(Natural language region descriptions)

= = = = =

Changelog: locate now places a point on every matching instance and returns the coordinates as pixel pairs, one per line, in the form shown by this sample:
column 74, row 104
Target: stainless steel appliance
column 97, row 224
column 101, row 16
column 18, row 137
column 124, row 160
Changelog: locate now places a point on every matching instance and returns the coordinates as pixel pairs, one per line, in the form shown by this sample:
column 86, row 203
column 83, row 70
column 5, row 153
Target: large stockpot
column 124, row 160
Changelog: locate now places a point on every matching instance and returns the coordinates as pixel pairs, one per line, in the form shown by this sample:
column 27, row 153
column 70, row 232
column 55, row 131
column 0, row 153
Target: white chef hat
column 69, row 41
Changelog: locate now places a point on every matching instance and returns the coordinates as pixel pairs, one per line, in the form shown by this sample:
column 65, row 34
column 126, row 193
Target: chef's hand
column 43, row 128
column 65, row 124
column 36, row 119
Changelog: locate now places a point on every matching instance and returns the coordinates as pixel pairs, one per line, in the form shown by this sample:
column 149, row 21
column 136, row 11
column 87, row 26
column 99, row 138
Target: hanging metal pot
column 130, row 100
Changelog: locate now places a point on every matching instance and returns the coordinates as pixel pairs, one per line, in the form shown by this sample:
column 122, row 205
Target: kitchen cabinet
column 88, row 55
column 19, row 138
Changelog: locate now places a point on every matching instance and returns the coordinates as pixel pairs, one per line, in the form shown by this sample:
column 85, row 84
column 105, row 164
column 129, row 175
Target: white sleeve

= = = = =

Return, without any change, only the lines from the one containing "column 27, row 153" through the last line of the entries above.

column 27, row 153
column 70, row 232
column 55, row 131
column 0, row 153
Target: white chef hat
column 69, row 41
Changelog: locate now places a point on every matching instance and returns the coordinates as pixel pairs, one per line, in the form shown by this sample:
column 65, row 34
column 126, row 193
Target: chef's hand
column 43, row 128
column 65, row 124
column 36, row 119
Changelog: locate now places a point on every matching instance and returns the coordinates as pixel pairs, one per line, in the form shown by this sample:
column 149, row 21
column 136, row 11
column 87, row 26
column 99, row 138
Target: hanging metal pot
column 130, row 100
Changelog: locate now places a point on every matching instance and returns the coordinates as pixel pairs, one per line, in the form shown by this sample:
column 122, row 205
Target: kitchen cabinet
column 88, row 55
column 19, row 138
Changelog: locate now places a point on every matching instance and returns the coordinates as pixel pairs, one per line, in the form shown by this sample:
column 85, row 84
column 105, row 164
column 129, row 175
Target: white sleeve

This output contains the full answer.